» **Extrait du texte**:
◆ ◆ ◆ ◆

Texte intégral
CHRISTOPHE JAKUBYSZYN
Alors, je reçois Marlène SCHIAPPA, secrétaire d'Etat à l'Egalité femmes/hommes. Bonjour Marlène SCHIAPPA.
MARLENE SCHIAPPA
Bonjour.
CHRISTOPHE JAKUBYSZYN
Alors, j'ai envie de vous dire, un été, une affaire, peut-être, François de RUGY, l'actuel ministre à la Transition écologique, quand il était président de l'Assemblée, recevait avec du homard et des grands vins, non seulement des invités liés à sa fonction, mais aussi peut-être des amis, sa famille. Est-ce que vous êtes choquée, Marlène SCHIAPPA ?

◆ ◆ ◆ ◆

» **Lignes répertoriées**:

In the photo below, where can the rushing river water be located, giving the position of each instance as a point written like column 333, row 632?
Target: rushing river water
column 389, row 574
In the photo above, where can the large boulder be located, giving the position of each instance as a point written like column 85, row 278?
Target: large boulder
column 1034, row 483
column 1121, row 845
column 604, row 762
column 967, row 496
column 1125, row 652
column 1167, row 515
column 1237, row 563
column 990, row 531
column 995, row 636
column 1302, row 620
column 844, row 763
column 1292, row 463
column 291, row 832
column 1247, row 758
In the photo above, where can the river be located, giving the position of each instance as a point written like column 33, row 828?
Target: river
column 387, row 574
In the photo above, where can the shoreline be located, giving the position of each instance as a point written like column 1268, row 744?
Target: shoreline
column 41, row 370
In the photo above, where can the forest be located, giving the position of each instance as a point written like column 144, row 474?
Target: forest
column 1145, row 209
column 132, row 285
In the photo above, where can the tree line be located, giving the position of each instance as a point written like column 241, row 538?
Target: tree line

◆ ◆ ◆ ◆

Recopiez en entier l'extrait de l'entretien avec Marlène Schiappa, sans y changer un seul mot.

» **Réponse attendue**:
Texte intégral
CHRISTOPHE JAKUBYSZYN
Alors, je reçois Marlène SCHIAPPA, secrétaire d'Etat à l'Egalité femmes/hommes. Bonjour Marlène SCHIAPPA.
MARLENE SCHIAPPA
Bonjour.
CHRISTOPHE JAKUBYSZYN
Alors, j'ai envie de vous dire, un été, une affaire, peut-être, François de RUGY, l'actuel ministre à la Transition écologique, quand il était président de l'Assemblée, recevait avec du homard et des grands vins, non seulement des invités liés à sa fonction, mais aussi peut-être des amis, sa famille. Est-ce que vous êtes choquée, Marlène SCHIAPPA ?